- [Text passage]:
Flu Comes Early to Colorado
Like the rest of the nation, the flu has arrived early this season in Colorado. Since October, about 500 people across the state have been hospitalized—about 80 of which were in Weld and Larimer counties. Typically the flu season peaks in late January or February.
Dr. Brienne Loy with Family Health Care of the Rockies in Fort Collins says she’s also seen a rise in more flu-related emergency room visits this season.
“Symptoms can vary anywhere from cold symptoms, fevers, generalized aches and pains up to gastrointestinal symptoms with nausea, vomiting and diarrhea. The elderly tend to be more affected by the gastrointestinal symptoms and can get dehydrated,” she says. “Even with cold symptoms, oral hydration is very important early on.”
The elderly, young children, pregnant women and people with certain heart of lung conditions are at risk for getting much sicker compared to the average adult. The anti-viral drug Tamiflu can ease symptoms if taken within the first 1-2 days of the illness.
Meantime, health officials are urging everyone to get a flu shot. According a recent NPR report, people who take the vaccine can still get sick. It’s about 60 percent effective.
While health provider Kaiser Permanente is reporting a shortage of flu shots in Colorado, University of Colorado Health says supplies are holding steady at its Northern Colorado facilities in Greeley, Windsor, Loveland and Fort Collins.

Image-grounded pointing data:
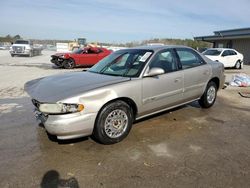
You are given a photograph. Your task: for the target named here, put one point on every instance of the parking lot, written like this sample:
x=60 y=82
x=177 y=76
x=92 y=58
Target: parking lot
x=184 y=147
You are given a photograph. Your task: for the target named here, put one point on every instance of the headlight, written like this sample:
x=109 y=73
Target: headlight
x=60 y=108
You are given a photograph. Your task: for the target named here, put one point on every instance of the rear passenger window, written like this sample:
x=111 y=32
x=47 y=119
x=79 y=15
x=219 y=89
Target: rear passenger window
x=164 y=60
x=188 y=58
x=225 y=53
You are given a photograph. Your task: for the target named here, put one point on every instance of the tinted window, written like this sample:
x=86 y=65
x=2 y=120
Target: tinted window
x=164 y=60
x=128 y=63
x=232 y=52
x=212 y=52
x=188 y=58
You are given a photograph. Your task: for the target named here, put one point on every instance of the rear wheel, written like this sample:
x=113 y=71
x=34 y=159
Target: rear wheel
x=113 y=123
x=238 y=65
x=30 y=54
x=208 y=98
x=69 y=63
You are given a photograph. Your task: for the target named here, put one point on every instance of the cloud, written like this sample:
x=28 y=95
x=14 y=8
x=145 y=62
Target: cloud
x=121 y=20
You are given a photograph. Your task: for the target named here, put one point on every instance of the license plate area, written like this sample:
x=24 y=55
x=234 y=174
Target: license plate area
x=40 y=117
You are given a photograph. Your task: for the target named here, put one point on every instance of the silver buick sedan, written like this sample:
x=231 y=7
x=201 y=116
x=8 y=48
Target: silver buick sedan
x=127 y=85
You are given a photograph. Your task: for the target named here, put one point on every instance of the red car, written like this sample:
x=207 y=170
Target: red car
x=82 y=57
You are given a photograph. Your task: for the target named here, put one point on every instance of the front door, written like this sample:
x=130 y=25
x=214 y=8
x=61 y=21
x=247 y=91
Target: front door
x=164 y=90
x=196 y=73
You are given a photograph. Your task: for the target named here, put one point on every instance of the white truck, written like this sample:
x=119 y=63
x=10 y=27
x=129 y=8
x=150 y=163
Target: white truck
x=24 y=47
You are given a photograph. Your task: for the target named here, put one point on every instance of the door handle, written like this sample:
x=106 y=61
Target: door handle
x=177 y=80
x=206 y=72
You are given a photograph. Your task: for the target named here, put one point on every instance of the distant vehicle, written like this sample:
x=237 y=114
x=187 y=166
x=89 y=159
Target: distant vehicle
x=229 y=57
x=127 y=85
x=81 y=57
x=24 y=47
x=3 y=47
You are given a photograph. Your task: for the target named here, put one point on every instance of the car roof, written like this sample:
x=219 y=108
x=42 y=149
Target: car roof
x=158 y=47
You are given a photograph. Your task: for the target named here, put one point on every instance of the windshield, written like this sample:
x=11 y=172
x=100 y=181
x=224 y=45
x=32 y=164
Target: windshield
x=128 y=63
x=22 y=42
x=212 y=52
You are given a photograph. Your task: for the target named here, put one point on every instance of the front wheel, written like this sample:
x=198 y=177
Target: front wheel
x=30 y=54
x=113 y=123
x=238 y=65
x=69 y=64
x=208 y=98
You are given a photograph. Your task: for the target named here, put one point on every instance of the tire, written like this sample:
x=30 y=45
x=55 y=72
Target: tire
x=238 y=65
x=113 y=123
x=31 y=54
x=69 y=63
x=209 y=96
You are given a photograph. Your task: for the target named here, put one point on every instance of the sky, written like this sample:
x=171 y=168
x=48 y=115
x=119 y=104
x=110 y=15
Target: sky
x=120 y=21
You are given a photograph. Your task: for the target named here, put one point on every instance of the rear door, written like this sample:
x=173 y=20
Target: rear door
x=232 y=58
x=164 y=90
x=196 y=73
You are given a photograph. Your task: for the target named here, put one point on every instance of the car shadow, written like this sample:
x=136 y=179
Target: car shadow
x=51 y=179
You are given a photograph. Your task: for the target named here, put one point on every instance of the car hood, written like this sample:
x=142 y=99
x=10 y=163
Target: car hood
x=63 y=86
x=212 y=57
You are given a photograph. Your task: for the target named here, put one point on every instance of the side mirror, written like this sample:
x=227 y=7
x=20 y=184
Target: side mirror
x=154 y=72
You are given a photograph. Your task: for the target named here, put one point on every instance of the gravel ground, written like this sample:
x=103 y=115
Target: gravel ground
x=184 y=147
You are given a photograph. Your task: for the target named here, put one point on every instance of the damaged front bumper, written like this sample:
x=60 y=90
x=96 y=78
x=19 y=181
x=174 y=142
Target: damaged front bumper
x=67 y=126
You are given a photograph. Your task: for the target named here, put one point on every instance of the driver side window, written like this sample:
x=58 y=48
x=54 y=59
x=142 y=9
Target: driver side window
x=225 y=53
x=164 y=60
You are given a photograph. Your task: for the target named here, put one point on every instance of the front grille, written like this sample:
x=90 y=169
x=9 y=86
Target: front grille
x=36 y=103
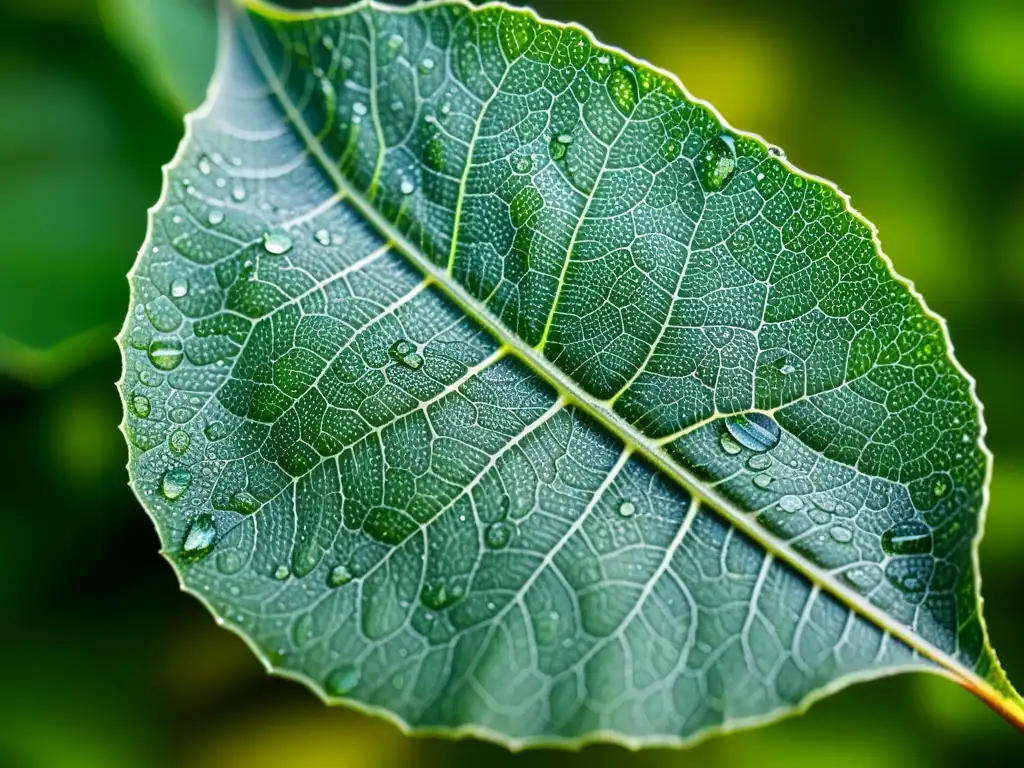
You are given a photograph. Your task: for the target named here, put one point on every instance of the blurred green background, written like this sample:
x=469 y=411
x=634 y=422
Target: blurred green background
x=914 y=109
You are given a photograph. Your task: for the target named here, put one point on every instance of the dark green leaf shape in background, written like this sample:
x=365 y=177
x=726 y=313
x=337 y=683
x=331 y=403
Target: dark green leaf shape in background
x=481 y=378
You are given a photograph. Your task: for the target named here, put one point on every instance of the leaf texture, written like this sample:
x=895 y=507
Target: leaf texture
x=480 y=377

- [What you will do]:
1) In the flu article, when does the flu season typically peak?
2) Reproduce the flu article verbatim from "The elderly, young" to "of the illness.".
Work only from the flu article.

- [Answers to this exercise]:
1) In late January or February.

2)
The elderly, young children, pregnant women and people with certain heart of lung conditions are at risk for getting much sicker compared to the average adult. The anti-viral drug Tamiflu can ease symptoms if taken within the first 1-2 days of the illness.